**** DATASET CONTENT ****

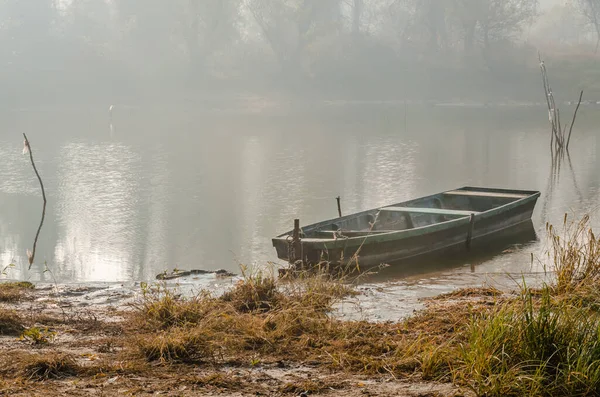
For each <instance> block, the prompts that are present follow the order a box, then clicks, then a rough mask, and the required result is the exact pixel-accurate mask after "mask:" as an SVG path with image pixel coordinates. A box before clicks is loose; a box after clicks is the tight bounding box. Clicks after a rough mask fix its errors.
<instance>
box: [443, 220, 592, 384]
mask: <svg viewBox="0 0 600 397" xmlns="http://www.w3.org/2000/svg"><path fill="white" fill-rule="evenodd" d="M547 232H548V238H549V241H550V242H551V244H550V249H549V252H548V258H549V259H550V269H551V270H552V274H553V275H554V279H553V281H552V282H550V283H548V284H547V285H545V286H543V287H542V288H541V289H538V290H532V289H529V288H527V287H526V286H524V285H523V286H522V289H521V291H520V293H519V294H518V295H517V296H516V297H515V298H513V299H510V300H507V301H505V302H504V303H503V304H501V305H498V306H497V307H494V308H493V309H491V310H490V311H488V312H487V313H483V314H481V315H479V316H473V317H472V318H471V320H470V322H469V324H468V326H467V327H466V328H465V330H464V334H465V337H466V341H465V342H464V343H462V344H460V354H459V356H458V361H457V362H456V363H455V364H454V366H453V376H454V378H455V380H456V381H458V382H460V383H462V384H465V385H468V386H469V387H470V388H471V389H472V390H473V391H475V393H476V394H477V395H480V396H523V395H527V396H574V395H577V396H597V395H599V394H600V311H599V310H598V309H599V308H600V306H599V305H600V296H599V295H598V293H597V289H598V281H599V278H600V243H599V241H598V239H597V238H596V236H595V234H594V233H593V231H592V230H591V228H590V227H589V217H584V218H583V219H582V220H581V221H579V222H573V223H568V222H567V218H566V217H565V221H564V227H563V230H562V231H561V232H558V231H557V230H556V229H554V228H553V227H551V226H548V227H547Z"/></svg>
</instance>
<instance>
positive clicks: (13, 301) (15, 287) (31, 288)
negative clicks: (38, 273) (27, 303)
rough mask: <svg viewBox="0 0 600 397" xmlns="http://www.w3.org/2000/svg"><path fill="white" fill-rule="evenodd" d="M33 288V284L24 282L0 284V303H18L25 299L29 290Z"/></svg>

****

Output everything from the line containing "</instance>" down to the end of the data as a numbered list, leaving out any blank lines.

TASK OUTPUT
1. </instance>
2. <instance>
3. positive clicks: (13, 301) (15, 287) (31, 288)
4. negative clicks: (38, 273) (27, 303)
5. rough mask: <svg viewBox="0 0 600 397" xmlns="http://www.w3.org/2000/svg"><path fill="white" fill-rule="evenodd" d="M33 288V284L24 282L0 284V303H18L25 299L29 290Z"/></svg>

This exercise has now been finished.